++++ Quoted text

For analogy, it's like doing int * x = 23; - it may be wrong, but you could (eventually) force it to compile with bad results if you run it. The compiler can't say for sure if you're being serious about that or pulling its leg.
With respect to safety one must consider functions that do this (and why not to do this - if it still compiles at all):
A & make_A(void) {
A new_a;
return new_a;
}
While there is nothing ostensibly wrong with the language aspect - the types work and we will get a reference to somewhere back - because new_a's storage location is inside a function, the memory will be reclaimed / invalid when the function returns. Therefore anything that uses the result of this function will be dealing with freed memory.
Similarly, A f( A && a ) is intended to but is not limited to accepting prvalues or xvalues if we really want to force something else through. That's where std::move comes in, and let's us do just that.
The reason this is the case is because it differs from A f( A & a ) only with respect to which contexts it will be preferred, over the rvalue overload. In all other respects it is identical in how a is treated by the compiler.
The fact that we know that A&& is a signature reserved for moves is a moot point; it is used to determine which version of "reference to A -type parameter" we want to bind to, the sort where we should take ownership (rvalue) or the sort where we should not take ownership (lvalue) of the underlying data (that is, move it elsewhere and wipe the instance / reference we're given). In both cases, what we are working with is a reference to memory that is not controlled by f.
Whether we do or not is not something the compiler can tell; it falls into the 'common sense' area of programming, such as not to use memory locations that don't make sense to use but are otherwise valid memory locations.
What the compiler knows about A f( A && a ) is to not create new storage for a, since we're going to be given an address (reference) to work with. We can choose to leave the source address untouched, but the whole idea here is that by declaring A&& we're telling the compiler "hey! give me references to objects that are about to disappear so I might be able to do something with it before that happens". The key word here is might, and again also the fact that we can explicitly target this function signature incorrectly.
Consider if we had a version of A that, when move-constructing, did not erase the old instance's data, and for some reason we did this by design (let's say we had our own memory allocation functions and knew exactly how our memory model would keep data beyond the lifetime of objects).
The compiler cannot know this, because it would take code analysis to determine what happens to the objects when they're handled in rvalue bindings - it's a human judgement issue at that point. At best the compiler sees 'a reference, yay, no allocating extra memory here' and follows rules of reference passing.
It's safe to assume the compiler is thinking: "it's a reference, I don't need to deal with its memory lifetime inside f, it being a temporary will be removed after f is finished".

++++++++

Aim of the exercise:
Carry on the forum explanation of C++ rvalue references and std::move, picking up after its final sentence.

++++ Supplied data

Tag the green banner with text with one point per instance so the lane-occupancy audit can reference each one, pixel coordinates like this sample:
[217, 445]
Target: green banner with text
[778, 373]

++++++++

Exercise output:
In that case, when a temporary is passed to f, the storage of that temporary will disappear as soon as we leave f, and then we're potentially in the same situation as A & make_A(void) - a very bad one.
An issue of semantics...
std::move
The very purpose of std::move is to create rvalue references. By and large what it does (if nothing else) is force the resulting value to bind to rvalues as opposed to lvalues. The reason for this is a return signature of A& prior to rvalue references being available, was ambiguous for things like operator overloads (and other uses surely).
Operators - an example
class A {
// ...
public:
A & operator= (A & rhs); // what is the lifetime of rhs? move or copy intended?
A & operator+ (A & rhs); // ditto
// ...
};
int main() {
A result = A() + A(); // wont compile!
}
Note that this will not accept temporary objects for either operator! Nor does it make sense to do this in the case of object copy operations - why do we need to modify an original object that we are copying, probably in order to have a copy we can modify later. This is the reason we have to declare const A & parameters for copy operators and any situation where a copy is to be taken of the reference, as a guarantee that we are not altering the original object.
Naturally this is an issue with moves, where we must modify the original object to avoid the new container's data being freed prematurely. (hence "move" operation).
To solve this mess along comes T&& declarations, which are a replacement to the above example code, and specifically target references to objects in the situations where the above won't compile. But, we wouldn't need to modify operator+ to be a move operation, and you'd be hard pressed to find a reason for doing so (though you could I think). Again, because of the assumption that addition should not modify the original object, only the left-operand object in the expression. So we can do this:
class A {
// ...
public:
A & operator= (const A & rhs); // copy-assign
A & operator= (A && rhs); // move-assign
A & operator+ (const A & rhs); // don't modify rhs operand
// ...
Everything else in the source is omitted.